WRITTEN REQUEST:
Reproduce the part of the data that opens with the line containing "pin: ocean wave" and closes with the line containing "Target: tall antenna mast", both lines included.

PROVIDED MATERIAL:

* begin *

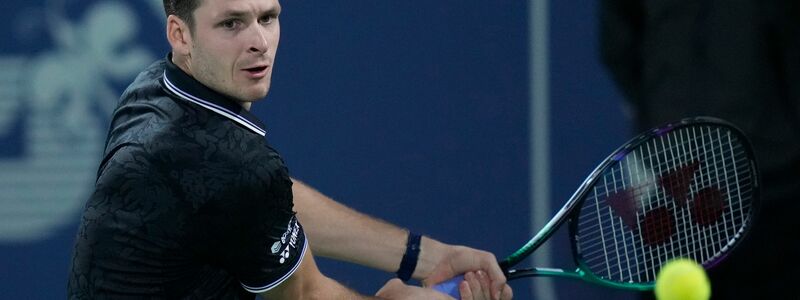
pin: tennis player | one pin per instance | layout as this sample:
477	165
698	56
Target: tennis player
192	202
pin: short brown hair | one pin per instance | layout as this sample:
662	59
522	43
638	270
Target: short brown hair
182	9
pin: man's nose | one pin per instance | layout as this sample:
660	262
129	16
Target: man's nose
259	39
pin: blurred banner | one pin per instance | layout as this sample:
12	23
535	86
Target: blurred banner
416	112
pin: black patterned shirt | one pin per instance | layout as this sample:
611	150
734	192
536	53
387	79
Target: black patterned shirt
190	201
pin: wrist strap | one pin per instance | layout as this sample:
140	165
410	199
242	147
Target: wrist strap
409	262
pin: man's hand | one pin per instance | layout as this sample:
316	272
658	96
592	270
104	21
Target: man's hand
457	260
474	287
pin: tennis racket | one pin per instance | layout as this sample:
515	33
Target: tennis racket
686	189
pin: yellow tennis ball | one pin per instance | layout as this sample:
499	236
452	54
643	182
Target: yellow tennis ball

* end *
* begin *

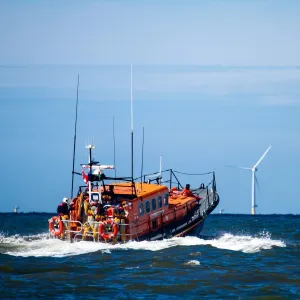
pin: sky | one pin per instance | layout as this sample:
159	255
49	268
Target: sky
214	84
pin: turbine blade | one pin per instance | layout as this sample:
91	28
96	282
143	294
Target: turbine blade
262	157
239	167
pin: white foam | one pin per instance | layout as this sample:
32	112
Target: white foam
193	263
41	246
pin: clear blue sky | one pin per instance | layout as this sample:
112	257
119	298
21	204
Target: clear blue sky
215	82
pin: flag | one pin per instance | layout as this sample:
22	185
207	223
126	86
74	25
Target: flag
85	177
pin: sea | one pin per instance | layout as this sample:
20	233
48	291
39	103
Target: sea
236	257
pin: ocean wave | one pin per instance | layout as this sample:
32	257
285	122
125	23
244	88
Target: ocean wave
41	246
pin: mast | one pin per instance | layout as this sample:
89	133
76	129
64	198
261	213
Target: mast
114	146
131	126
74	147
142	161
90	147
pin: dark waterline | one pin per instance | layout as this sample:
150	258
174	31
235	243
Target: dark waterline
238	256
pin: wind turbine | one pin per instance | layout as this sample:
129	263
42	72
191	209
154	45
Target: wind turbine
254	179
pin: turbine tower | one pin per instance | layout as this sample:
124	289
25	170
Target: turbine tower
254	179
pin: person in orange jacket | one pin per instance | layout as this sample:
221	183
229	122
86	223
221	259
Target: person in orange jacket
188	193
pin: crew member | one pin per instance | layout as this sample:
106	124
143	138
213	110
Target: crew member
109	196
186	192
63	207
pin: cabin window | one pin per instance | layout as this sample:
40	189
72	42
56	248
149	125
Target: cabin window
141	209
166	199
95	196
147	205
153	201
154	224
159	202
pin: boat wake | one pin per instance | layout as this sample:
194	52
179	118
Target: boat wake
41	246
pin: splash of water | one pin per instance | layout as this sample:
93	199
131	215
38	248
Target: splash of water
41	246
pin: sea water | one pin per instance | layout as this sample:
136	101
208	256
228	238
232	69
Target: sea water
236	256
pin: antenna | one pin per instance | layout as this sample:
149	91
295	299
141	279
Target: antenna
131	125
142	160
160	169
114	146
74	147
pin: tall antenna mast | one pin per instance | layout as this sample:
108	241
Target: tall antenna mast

* end *

SOLUTION TO THE PROBLEM:
pin: ocean wave | one pin per instance | layout as this sample:
32	257
285	122
125	23
244	88
Target: ocean wave
41	246
pin: mast | one pin per instance | layout as this sample:
89	133
76	129
64	198
261	213
Target: mast
114	146
131	126
74	147
142	161
90	147
pin: dark waterline | one pin per instance | layout as this sample:
150	258
174	31
235	243
Target: dark waterline
238	256
pin: wind turbine | one pin per instance | layout as this sample:
129	263
42	72
191	209
154	45
Target: wind turbine
254	179
pin: turbine tower | one pin per instance | layout as this sample:
124	289
25	170
Target: turbine tower
254	179
pin: person in orange jacket | one pin per instance | layout as this sample:
221	183
229	122
86	223
221	259
Target: person in orange jacket
188	193
pin: crew member | one pin per instance | layout as this sample:
106	124
143	138
213	110
Target: crew member
109	196
186	192
63	207
pin: cabin window | one pin per instance | layout as this sample:
40	189
72	42
56	248
149	125
Target: cabin window
141	209
166	199
95	196
147	205
153	201
154	224
159	202
pin: boat wake | one pin per instance | layout as this sample:
194	52
179	118
Target: boat wake
41	246
pin: splash of water | one pin per instance | layout as this sample:
93	199
131	215
38	248
Target: splash of water
41	246
pin: sea water | one pin per instance | layout as this sample:
136	101
208	256
228	238
232	69
Target: sea water
236	256
pin: antenna | one pin per instance | layout as this sample:
149	91
295	299
141	279
Target: antenna
131	125
142	160
160	169
114	146
74	147
pin: tall antenna mast | one pin per instance | layout as this sample:
108	241
Target: tall antenna mast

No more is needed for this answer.